YOUR OBJECTIVE:
From the first line to the last, print the data exactly as it appears.

SUPPLIED DATA:
* * * * *

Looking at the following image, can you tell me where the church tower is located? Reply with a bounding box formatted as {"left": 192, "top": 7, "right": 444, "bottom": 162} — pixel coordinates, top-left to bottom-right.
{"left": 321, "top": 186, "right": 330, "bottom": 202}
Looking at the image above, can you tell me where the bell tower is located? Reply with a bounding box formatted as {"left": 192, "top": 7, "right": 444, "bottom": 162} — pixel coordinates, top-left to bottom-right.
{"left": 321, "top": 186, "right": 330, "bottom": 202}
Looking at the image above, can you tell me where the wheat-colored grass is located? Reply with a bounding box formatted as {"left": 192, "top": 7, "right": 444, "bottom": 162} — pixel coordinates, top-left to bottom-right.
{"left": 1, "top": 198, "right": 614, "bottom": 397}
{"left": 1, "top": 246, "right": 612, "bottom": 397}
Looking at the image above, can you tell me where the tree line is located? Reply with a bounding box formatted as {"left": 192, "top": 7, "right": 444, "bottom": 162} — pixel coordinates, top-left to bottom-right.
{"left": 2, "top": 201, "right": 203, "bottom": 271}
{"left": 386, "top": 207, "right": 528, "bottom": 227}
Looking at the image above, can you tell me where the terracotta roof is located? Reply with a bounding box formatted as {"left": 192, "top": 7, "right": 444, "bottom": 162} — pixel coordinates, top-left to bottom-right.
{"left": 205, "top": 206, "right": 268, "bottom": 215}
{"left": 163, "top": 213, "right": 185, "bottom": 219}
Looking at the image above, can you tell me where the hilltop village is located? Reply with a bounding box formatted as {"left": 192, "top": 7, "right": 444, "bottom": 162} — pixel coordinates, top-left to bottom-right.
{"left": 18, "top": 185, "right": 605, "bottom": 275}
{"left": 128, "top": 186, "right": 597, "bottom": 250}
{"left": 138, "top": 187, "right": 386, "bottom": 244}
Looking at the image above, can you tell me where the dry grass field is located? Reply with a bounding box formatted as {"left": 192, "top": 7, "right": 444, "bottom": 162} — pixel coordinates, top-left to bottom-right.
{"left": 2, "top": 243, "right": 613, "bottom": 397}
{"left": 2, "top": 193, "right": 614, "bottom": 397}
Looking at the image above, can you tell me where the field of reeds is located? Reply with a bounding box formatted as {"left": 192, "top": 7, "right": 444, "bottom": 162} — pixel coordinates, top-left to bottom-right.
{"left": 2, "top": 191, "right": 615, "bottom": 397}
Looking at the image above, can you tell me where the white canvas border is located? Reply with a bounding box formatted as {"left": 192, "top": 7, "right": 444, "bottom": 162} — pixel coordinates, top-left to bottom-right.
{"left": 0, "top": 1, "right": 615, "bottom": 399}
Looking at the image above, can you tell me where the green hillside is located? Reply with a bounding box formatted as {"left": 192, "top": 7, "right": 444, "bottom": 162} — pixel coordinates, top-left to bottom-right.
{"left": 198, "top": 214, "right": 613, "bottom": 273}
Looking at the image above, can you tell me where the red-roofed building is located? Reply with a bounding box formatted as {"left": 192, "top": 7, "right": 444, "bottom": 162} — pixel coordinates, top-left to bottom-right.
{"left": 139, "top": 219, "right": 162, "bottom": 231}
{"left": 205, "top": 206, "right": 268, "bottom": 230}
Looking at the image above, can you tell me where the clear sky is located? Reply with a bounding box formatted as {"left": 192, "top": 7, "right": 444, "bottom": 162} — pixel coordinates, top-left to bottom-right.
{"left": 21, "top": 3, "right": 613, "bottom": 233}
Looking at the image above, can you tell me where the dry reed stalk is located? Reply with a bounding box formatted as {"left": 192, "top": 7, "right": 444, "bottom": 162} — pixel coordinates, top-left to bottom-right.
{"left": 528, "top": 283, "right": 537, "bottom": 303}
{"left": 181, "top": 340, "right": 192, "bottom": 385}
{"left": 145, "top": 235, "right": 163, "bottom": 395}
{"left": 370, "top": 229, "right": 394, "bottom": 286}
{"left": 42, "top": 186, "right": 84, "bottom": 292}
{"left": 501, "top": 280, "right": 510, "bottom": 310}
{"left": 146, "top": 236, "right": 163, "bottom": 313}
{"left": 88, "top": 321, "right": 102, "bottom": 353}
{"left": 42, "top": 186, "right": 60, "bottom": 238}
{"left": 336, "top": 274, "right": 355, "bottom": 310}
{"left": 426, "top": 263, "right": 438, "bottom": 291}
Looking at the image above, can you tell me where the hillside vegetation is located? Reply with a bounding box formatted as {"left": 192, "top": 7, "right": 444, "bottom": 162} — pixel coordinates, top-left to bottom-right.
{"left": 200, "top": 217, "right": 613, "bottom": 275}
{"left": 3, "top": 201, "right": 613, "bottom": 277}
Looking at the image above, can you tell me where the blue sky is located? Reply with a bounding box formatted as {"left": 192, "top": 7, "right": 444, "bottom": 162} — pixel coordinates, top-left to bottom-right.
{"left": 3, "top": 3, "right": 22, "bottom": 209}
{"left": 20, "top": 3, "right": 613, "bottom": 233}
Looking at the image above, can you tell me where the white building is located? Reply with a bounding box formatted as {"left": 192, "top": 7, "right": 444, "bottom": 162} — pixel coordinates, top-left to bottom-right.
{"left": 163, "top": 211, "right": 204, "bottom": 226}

* * * * *

OUTPUT FOR THIS EXERCISE:
Looking at the following image, can you tell me where the church tower is located? Reply with a bounding box formatted as {"left": 192, "top": 7, "right": 444, "bottom": 162} — pixel coordinates, top-left to bottom-right.
{"left": 321, "top": 186, "right": 330, "bottom": 202}
Looking at the image above, can you tell me where the bell tower is located? Reply with a bounding box formatted as {"left": 192, "top": 7, "right": 444, "bottom": 162} — pixel coordinates, top-left to bottom-right.
{"left": 321, "top": 186, "right": 330, "bottom": 202}
Looking at the image above, can you tell me where the wheat-colored grass is located? Reply with a bounding box formatted as {"left": 192, "top": 7, "right": 444, "bottom": 162} — pixel coordinates, top-left to bottom-right.
{"left": 1, "top": 198, "right": 614, "bottom": 397}
{"left": 1, "top": 246, "right": 612, "bottom": 397}
Looking at the image above, can you tell me where the tree line is located? Reply with a bounding box formatted as {"left": 192, "top": 7, "right": 444, "bottom": 162} — pixel coordinates, top-left to bottom-right.
{"left": 2, "top": 201, "right": 203, "bottom": 271}
{"left": 386, "top": 207, "right": 528, "bottom": 227}
Looking at the image above, can you tell me where the terracotta roof is located? Reply with a bounding box formatted as {"left": 192, "top": 7, "right": 444, "bottom": 162} — pixel coordinates, top-left to bottom-right.
{"left": 205, "top": 206, "right": 268, "bottom": 215}
{"left": 163, "top": 213, "right": 185, "bottom": 219}
Looking at the image above, can you tell me where the hilltop village is located? Reply with a bounding box formatted as {"left": 192, "top": 7, "right": 444, "bottom": 162} — pixel coordinates, top-left to bottom-right.
{"left": 18, "top": 185, "right": 605, "bottom": 275}
{"left": 128, "top": 186, "right": 597, "bottom": 250}
{"left": 138, "top": 187, "right": 386, "bottom": 244}
Looking at the image above, can you tell me where the dry grass field is located? Reply with a bounding box formatted as {"left": 192, "top": 7, "right": 444, "bottom": 162} — pixel coordinates, top-left to bottom-right.
{"left": 2, "top": 243, "right": 613, "bottom": 397}
{"left": 2, "top": 193, "right": 614, "bottom": 397}
Looking at the image above, can you tell me where the field of reeds is located? Reply with a bounding box formatted as {"left": 192, "top": 7, "right": 444, "bottom": 162} — pixel coordinates, top-left to bottom-right.
{"left": 2, "top": 191, "right": 615, "bottom": 397}
Looking at the image above, can you tell me where the white canvas border is located? Reply with a bounding box formatted as {"left": 192, "top": 7, "right": 444, "bottom": 162} — pixel coordinates, top-left to bottom-right.
{"left": 0, "top": 1, "right": 615, "bottom": 399}
Looking at the image above, can you tell me where the green hillside is located? Reply with a bounding box formatted as {"left": 192, "top": 7, "right": 444, "bottom": 162} — pixel coordinates, top-left to bottom-right.
{"left": 198, "top": 214, "right": 613, "bottom": 273}
Looking at the image above, can you tell me where the red-roofed building is located? Reply with a bounding box formatted as {"left": 192, "top": 7, "right": 444, "bottom": 162} — pixel coordinates, top-left to bottom-right.
{"left": 139, "top": 219, "right": 162, "bottom": 231}
{"left": 205, "top": 206, "right": 268, "bottom": 230}
Looking at the image above, can you tell me where the clear sky is located? Reply with a bounding box formatted as {"left": 192, "top": 7, "right": 444, "bottom": 162} — pixel coordinates, top-left to bottom-right.
{"left": 21, "top": 3, "right": 613, "bottom": 233}
Looking at the image above, can you tell me where the dry reed stalk is located? Reply with a bounding box formatted as {"left": 192, "top": 7, "right": 444, "bottom": 162} — pixel coordinates, top-left to bottom-right.
{"left": 528, "top": 283, "right": 537, "bottom": 303}
{"left": 181, "top": 340, "right": 192, "bottom": 385}
{"left": 145, "top": 235, "right": 163, "bottom": 395}
{"left": 370, "top": 229, "right": 394, "bottom": 286}
{"left": 42, "top": 186, "right": 84, "bottom": 292}
{"left": 501, "top": 280, "right": 510, "bottom": 310}
{"left": 146, "top": 236, "right": 163, "bottom": 313}
{"left": 88, "top": 321, "right": 102, "bottom": 353}
{"left": 42, "top": 186, "right": 60, "bottom": 238}
{"left": 336, "top": 274, "right": 355, "bottom": 310}
{"left": 426, "top": 263, "right": 438, "bottom": 291}
Looking at the image above, can you tell me where the hillside vegetation is located? Reply with a bounding box formatted as {"left": 192, "top": 7, "right": 444, "bottom": 162} — pixel coordinates, top-left to bottom-right.
{"left": 200, "top": 217, "right": 613, "bottom": 275}
{"left": 3, "top": 201, "right": 613, "bottom": 277}
Looking at the image above, can you tell me where the blue sky is located? Reply with a bounding box formatted as {"left": 192, "top": 7, "right": 444, "bottom": 162} — pixel coordinates, top-left to bottom-right.
{"left": 3, "top": 3, "right": 22, "bottom": 209}
{"left": 20, "top": 3, "right": 613, "bottom": 233}
Looking at the image above, can you tell me where the white building is located? Reply with a bounding box formatted as {"left": 192, "top": 7, "right": 444, "bottom": 162} — pixel coordinates, top-left to bottom-right.
{"left": 163, "top": 211, "right": 204, "bottom": 226}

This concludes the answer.